[Source text]:
<<<<
According to Politico, Hirsh was "offended" by de Blasio's "defense" of the police when he warned peaceful demonstrators to disperse during one of the early protests, claiming that "your point has been made."

Hirsh did not address de Blasio’s management of the protests in her statement, but those familiar with her decision said she had repeatedly challenged the NYPD’s tactics during staff meetings and calls with the mayor and Police Commissioner Dermot Shea. She witnessed what she considered unnecessary force while monitoring a march in Brooklyn on May 30, when police shoved demonstrators and used pepper spray to subdue them, the sources said.
The mayor was unmoved by the account — and many others caught on video, which he often says he has not seen. Later that same night he defended the NYPD, including officers who drove a police car into a crowd of protesters who were tossing water bottles and traffic cones at the vehicle.
"Anyone who is a peaceful protester, it’s time to go home. The point’s been made,” he said during an impromptu interview on NY1 late that evening. He also said those particular officers “were trying to deal with an absolutely impossible situation” and blamed demonstrators for surrounding their car.
Hirsh — and many other past and present de Blasio staffers — were outraged by such a strong defense of police from a mayor who ran on a platform of reforming the NYPD and ending aggressive tactics toward black and Latino New Yorkers. In her Twitter bio, Hirsh describes herself as “anti-racist” and prior to joining the administration, she was political director at the building service workers union that represents many low-income, black, and Latino workers.
>>>>
[Dataset entries]
<<<<
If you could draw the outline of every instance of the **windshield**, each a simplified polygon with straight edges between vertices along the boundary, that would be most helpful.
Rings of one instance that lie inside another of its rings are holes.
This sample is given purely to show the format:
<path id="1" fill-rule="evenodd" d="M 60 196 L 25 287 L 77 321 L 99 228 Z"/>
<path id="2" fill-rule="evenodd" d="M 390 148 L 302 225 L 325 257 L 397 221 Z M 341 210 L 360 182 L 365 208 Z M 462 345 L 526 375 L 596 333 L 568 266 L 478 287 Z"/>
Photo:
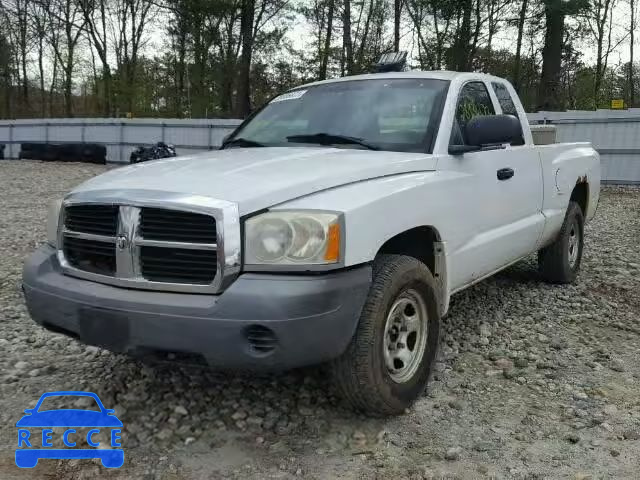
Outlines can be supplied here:
<path id="1" fill-rule="evenodd" d="M 38 412 L 68 409 L 100 411 L 100 407 L 93 397 L 86 395 L 53 395 L 51 397 L 46 397 L 42 401 L 40 408 L 38 408 Z"/>
<path id="2" fill-rule="evenodd" d="M 380 150 L 431 152 L 448 85 L 443 80 L 385 78 L 300 88 L 274 98 L 231 141 L 238 146 L 306 143 L 363 148 L 364 144 Z"/>

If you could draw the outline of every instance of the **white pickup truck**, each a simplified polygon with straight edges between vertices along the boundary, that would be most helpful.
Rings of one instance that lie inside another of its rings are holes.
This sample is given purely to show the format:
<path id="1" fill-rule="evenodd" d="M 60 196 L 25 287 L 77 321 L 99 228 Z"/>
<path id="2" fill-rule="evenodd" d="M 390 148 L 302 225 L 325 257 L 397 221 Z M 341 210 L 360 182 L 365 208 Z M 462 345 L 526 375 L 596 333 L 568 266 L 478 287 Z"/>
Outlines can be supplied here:
<path id="1" fill-rule="evenodd" d="M 456 292 L 538 252 L 572 282 L 598 154 L 535 146 L 512 86 L 391 72 L 292 89 L 219 151 L 113 169 L 49 214 L 33 319 L 133 355 L 215 367 L 327 363 L 396 414 L 429 379 Z"/>

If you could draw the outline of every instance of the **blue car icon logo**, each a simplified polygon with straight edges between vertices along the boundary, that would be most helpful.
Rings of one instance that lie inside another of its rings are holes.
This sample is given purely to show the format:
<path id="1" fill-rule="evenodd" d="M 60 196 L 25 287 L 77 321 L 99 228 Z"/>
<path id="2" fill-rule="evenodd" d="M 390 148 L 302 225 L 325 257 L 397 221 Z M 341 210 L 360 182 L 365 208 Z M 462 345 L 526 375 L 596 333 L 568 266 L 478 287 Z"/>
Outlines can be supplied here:
<path id="1" fill-rule="evenodd" d="M 73 405 L 78 402 L 90 404 L 94 410 L 50 408 L 52 404 L 56 404 L 57 407 L 61 402 L 72 402 Z M 107 468 L 119 468 L 124 463 L 124 450 L 120 437 L 122 422 L 114 415 L 114 410 L 104 407 L 95 393 L 48 392 L 40 397 L 34 408 L 24 412 L 26 415 L 16 423 L 18 427 L 16 465 L 18 467 L 33 468 L 41 458 L 99 458 L 102 465 Z M 54 429 L 64 430 L 64 432 L 54 438 Z M 98 440 L 99 436 L 105 436 L 105 431 L 109 438 L 107 448 Z M 92 448 L 75 448 L 78 443 L 85 440 L 86 444 Z"/>

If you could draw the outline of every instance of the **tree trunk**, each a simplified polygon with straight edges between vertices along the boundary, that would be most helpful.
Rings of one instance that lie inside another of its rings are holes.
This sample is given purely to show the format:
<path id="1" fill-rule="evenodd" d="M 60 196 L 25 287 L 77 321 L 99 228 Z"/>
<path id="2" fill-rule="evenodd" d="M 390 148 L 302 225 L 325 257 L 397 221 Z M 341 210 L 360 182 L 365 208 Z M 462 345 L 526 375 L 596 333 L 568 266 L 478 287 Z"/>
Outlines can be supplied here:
>>>>
[Exercise brief]: List every person the news excerpt on Hirsh and the NYPD protests identifies by name.

[Task result]: Hirsh, de Blasio, Dermot Shea